Task description -
Can you quote all of the data below word for word, keeping every line unchanged?

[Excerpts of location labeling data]
::::::::

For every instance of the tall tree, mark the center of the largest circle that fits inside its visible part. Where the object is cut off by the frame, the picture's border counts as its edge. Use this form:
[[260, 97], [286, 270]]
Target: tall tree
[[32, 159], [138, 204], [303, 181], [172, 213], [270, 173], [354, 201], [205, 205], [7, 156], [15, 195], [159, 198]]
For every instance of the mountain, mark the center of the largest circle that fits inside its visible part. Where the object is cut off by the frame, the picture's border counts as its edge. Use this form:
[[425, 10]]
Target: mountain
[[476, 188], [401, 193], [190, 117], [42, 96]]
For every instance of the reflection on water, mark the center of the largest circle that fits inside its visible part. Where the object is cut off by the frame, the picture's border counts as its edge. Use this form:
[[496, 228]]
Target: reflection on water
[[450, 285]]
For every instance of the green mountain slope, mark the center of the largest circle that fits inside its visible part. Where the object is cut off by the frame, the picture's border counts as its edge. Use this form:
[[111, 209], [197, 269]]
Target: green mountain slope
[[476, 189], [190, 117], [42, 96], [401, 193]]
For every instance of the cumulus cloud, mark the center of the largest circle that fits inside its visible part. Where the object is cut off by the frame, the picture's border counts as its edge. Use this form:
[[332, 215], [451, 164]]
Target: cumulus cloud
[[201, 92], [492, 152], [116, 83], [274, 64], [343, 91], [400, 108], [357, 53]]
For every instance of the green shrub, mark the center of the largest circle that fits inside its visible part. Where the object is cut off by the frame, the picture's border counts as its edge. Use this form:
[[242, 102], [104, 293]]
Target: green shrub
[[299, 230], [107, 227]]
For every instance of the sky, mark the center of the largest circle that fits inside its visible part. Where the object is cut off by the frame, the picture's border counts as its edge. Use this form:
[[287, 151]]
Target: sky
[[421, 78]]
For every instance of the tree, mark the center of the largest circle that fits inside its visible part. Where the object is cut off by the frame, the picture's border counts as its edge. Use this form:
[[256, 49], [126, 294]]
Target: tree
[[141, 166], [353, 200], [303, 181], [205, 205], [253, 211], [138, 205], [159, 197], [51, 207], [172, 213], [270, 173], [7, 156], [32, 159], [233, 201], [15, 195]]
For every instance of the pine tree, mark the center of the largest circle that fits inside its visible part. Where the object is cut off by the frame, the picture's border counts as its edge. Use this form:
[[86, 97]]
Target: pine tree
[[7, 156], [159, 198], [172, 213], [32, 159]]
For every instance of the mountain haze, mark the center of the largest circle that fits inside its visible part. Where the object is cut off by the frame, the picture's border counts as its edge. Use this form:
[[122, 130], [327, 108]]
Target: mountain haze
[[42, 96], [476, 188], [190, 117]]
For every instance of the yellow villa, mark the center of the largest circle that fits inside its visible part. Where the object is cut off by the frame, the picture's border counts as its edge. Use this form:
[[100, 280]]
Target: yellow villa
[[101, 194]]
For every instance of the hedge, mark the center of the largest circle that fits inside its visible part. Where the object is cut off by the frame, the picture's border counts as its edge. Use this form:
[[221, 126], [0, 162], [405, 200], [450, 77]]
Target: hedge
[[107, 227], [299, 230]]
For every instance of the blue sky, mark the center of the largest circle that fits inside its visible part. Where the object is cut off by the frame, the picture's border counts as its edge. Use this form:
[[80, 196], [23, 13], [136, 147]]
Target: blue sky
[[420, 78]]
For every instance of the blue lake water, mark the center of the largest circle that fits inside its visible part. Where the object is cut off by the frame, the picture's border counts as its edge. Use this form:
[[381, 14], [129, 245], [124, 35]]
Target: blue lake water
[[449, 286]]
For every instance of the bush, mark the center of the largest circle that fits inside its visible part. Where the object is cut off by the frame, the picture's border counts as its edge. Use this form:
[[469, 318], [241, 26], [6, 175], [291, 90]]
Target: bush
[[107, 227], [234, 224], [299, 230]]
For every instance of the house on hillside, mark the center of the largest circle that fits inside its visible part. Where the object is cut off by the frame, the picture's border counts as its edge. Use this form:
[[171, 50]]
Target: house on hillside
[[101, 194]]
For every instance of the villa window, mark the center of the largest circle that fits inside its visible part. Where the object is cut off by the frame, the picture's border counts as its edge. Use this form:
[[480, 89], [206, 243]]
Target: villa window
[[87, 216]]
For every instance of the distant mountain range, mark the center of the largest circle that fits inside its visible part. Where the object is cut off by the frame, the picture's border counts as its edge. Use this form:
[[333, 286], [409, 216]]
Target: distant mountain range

::::::::

Written solution -
For every instance of the tall tree, mark the center of the largest circle that fits inside its visible part. Where the object is cut off by the frame, the picture's border counts as its edge. Use this form:
[[260, 97], [286, 270]]
Target: tall tree
[[32, 159], [138, 204], [303, 181], [172, 213], [270, 173], [354, 201], [205, 205], [7, 156], [15, 195], [159, 198]]
For every instance of the mountain, mark the center of the largest circle that fits inside its visible part. Where the object is cut off by the frame, the picture's border counts as its edge. Use this form:
[[425, 10]]
Target: mountain
[[476, 188], [401, 193], [190, 117], [42, 96]]
For every instance of the reflection on water, mark the center of the largest circle that fits inside its visible part. Where the object is cut off by the frame, the picture's border counts as its edge. Use this form:
[[496, 228]]
Target: reflection on water
[[450, 285]]
For every instance of the green mountain slope, mark the center of the largest circle that fits inside its visible part. Where the object is cut off by the frame, the picture's border counts as its edge. Use this form:
[[111, 209], [197, 269]]
Target: green mountain slope
[[476, 189], [190, 117], [42, 96], [401, 193]]
For every instance of the cumulus cloud, mark the center of the largest circle that fits inside its visible part. Where the object is cut off by the frame, the picture's border counts as its edge. Use this form:
[[332, 215], [451, 164]]
Target: cumulus cloud
[[201, 92], [492, 152], [116, 83], [274, 64], [343, 91], [400, 108], [357, 53]]
For every instance of the green shrub, mark the center of the largest circle that fits inside its visible part. Where the object is cut off by the frame, the picture's border counts as its edge. Use this form:
[[242, 102], [104, 293]]
Target: green shrub
[[299, 230], [107, 227]]
For every instance of the sky, mark the center of the largest circle that fits inside its visible part. Where the object is cut off by the frame, the picture's border counts as its edge. Use this form:
[[287, 151]]
Target: sky
[[421, 78]]
For every instance of the tree, mark the center of the largest circle that fits inside its visible part. Where the object is cut off by the frame, the picture's border counts as its edge. Use this form:
[[256, 49], [126, 294]]
Target: tree
[[141, 166], [353, 200], [303, 181], [205, 205], [253, 211], [138, 205], [159, 197], [51, 207], [172, 213], [270, 173], [7, 156], [32, 159], [233, 201], [15, 195]]
For every instance of the pine tree, mark the center of the largest circle that fits inside its visible part. Where the object is cut off by the frame, the picture's border counts as its edge. Use this form:
[[86, 97]]
Target: pine tree
[[7, 156], [159, 198], [172, 213], [32, 159]]
For every instance of the mountain haze, mark the center of the largest circle that fits inside its visible part. Where the object is cut off by the frame, the picture's border counts as its edge. Use this form:
[[122, 130], [327, 108]]
Target: mountain haze
[[42, 96], [476, 188], [190, 117]]
For every instance of the yellow villa, mark the center of the largest circle that fits inside its visible part. Where the object is cut off by the frame, the picture's border counts as its edge. Use this form:
[[100, 280]]
Target: yellow villa
[[101, 194]]
For every instance of the hedge, mark the center of the largest circle that fits inside its visible part. Where the object is cut off by the frame, the picture's border counts as its edge. Use this form:
[[221, 126], [0, 162], [405, 200], [450, 77]]
Target: hedge
[[107, 227], [299, 230]]
For every instance of the blue sky, mark the center of the largest circle that fits inside its visible part. Where the object is cut off by the frame, the picture's border counts as its edge. Use this form:
[[80, 196], [23, 13], [136, 147]]
Target: blue sky
[[420, 78]]
For every instance of the blue lake water, mark the center of the largest circle that fits inside its visible part. Where the object is cut off by the frame, the picture's border counts as its edge. Use this form:
[[381, 14], [129, 245], [124, 35]]
Target: blue lake water
[[449, 286]]
For every instance of the bush, mark the center of the largest circle that fits inside its visible part. Where the object is cut off by the frame, the picture's border counts as its edge. Use this form:
[[469, 318], [241, 26], [6, 175], [291, 90]]
Target: bush
[[107, 227], [234, 224], [299, 230]]
For every instance of the house on hillside, mark the center of the largest circle that fits inside its visible part. Where the object is cut off by the frame, the picture's border counts as its edge. Use this form:
[[171, 50]]
Target: house on hillside
[[101, 194]]
For every instance of the villa window, mark the center of the largest circle that fits inside its visible part. Where the object is cut off by the frame, the picture's border counts as its edge. Use this form:
[[480, 89], [206, 243]]
Target: villa window
[[87, 216]]
For every instance of the distant mountain range, mark the center of the largest circle that fits inside its visible part. Where the object is cut off by the frame, the picture's border counts as its edge. Use this form:
[[333, 286], [409, 216]]
Target: distant mountain range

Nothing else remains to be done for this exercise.